PAGE TEXT:

Author: Shazia Sameen & Zene Qamar
Bench: M.Kania, M.Venkatachaliah, SR Pandian, T.Ahmadi, K.Singh, P.Sawant, R.Sahai, T.K.Thommen, B.J Redd.
“Justice has always evoked ideas of equality, of the proportion of compensation. Equity signifies equality. Rules and regulations, right and righteousness are concerned with equality in value. If all men are equal, then all men are of the same essence, and the common essence entitles them of the same fundamental rights and equal liberty…In short, justice is another name of liberty, equality and fraternity.” B. R Ambedkar
The legitimacy of the reservation is an unending debate that’s been going on in the Hon’ble Supreme court since the longest time now. In the case of Indira Sawhney the evolution of the system of the reservation took many twists and turns, amidst the political motives and the principle of equality, the Supreme Court gave many interpretations of Article 16(4).
The case of Indra Sawhney came into light when the second backward classes commission under Article 340 of the constitution was appointed to investigate the socially and economically backward classes.
It identified 3743 castes as socially and educationally backward classes and a recommendation was made for 27% of government jobs for them.
However, the Janata Government collapsed and congress party came into power. The Mandal Commission was not implemented by the Congress government due to some reasons.
Later on, the Janata Dal came again into power and implemented the commission report as promised to the electorate. Hence, the Office Memorandum on August 13, 1990, reserving 27% of the seats for backward classes was issued, this acceptance of the memorandum led to the nationwide protest and a violent anti-reservation movement was continued till three months.
A writ petition was filed challenging the validity of the memorandum, the court stayed the Office Memorandum till the final disposition of the case on October 1, 1990. Meanwhile the congress again came into power and issued another Office Memorandum on September 25, 1991 with two special changes:
(i) by introducing the economic criterion in granting reservation by giving preference to the poorer sections of SEBCs in the 27% quota
(ii) reserved another 10% vacancies for other Socially and Educationally Backward Classes (SEBCs) economically backward sections of higher class.

DATA LISTING:
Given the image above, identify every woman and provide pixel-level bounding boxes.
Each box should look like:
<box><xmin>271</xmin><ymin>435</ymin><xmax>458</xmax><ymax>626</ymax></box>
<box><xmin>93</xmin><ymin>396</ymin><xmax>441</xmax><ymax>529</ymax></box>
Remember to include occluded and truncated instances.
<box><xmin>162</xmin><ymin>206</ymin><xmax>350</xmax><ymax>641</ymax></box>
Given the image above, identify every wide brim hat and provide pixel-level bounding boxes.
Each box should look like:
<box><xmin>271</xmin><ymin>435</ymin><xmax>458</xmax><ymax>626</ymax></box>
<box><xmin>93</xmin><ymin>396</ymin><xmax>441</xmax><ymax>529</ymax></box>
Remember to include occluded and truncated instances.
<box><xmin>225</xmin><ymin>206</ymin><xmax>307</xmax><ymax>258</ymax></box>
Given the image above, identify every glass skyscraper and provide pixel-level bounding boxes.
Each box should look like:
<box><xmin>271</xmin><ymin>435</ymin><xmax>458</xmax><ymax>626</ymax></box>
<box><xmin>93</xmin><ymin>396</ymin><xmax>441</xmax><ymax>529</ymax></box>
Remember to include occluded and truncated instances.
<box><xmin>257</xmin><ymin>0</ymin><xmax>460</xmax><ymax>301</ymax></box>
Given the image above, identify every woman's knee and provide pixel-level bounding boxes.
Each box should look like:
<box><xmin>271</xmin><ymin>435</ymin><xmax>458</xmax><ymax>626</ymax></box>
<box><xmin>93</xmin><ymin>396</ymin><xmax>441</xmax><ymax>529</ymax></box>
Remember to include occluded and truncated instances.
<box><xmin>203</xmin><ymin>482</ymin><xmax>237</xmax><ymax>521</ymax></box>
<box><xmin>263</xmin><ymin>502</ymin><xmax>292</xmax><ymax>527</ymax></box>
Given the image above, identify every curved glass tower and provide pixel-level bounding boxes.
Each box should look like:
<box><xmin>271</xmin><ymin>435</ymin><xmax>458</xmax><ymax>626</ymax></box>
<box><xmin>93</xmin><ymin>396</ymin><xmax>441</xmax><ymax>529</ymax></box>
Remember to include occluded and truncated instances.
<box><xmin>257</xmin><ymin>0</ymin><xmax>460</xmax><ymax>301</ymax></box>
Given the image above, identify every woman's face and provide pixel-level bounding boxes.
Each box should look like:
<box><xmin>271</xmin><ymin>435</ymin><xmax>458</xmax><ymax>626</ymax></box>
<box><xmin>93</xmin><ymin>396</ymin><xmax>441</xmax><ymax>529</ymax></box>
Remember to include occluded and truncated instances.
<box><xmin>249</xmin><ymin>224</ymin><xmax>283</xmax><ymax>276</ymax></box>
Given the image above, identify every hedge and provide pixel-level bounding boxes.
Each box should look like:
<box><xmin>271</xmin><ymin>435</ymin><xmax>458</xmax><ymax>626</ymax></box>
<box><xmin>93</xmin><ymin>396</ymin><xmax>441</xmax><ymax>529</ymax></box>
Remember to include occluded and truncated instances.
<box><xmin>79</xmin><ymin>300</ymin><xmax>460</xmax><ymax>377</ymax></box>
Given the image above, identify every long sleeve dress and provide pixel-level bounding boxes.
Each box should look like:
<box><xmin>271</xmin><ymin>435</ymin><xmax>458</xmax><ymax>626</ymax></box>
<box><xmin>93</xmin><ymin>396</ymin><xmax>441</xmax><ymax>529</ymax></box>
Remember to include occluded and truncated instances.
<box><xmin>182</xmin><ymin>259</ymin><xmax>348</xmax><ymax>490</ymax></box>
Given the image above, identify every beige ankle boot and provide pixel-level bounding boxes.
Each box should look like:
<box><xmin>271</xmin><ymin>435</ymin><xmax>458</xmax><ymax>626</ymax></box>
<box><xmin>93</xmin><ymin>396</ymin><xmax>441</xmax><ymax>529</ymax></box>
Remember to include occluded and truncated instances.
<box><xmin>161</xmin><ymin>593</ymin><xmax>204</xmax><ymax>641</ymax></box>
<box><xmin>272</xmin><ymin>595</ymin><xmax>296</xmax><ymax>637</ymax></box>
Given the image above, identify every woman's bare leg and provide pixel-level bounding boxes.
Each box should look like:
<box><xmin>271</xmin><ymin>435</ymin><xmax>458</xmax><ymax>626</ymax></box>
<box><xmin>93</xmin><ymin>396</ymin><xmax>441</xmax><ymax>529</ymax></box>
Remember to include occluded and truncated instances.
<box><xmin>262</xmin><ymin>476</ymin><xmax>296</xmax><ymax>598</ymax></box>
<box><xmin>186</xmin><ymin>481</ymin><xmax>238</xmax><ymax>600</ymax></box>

SET TASK:
In the case summary, rewrite the paragraph beginning "Later on, the Janata Dal came again into power" more briefly, keeping its main facts. The rows are from a different source than the case summary.

RESULT BELOW:
After returning to power, the Janata Dal implemented the commission report it had promised voters. It issued an Office Memorandum on August 13, 1990, reserving 27% of seats for backward classes. This set off nationwide protests and a violent anti-reservation movement that lasted three months.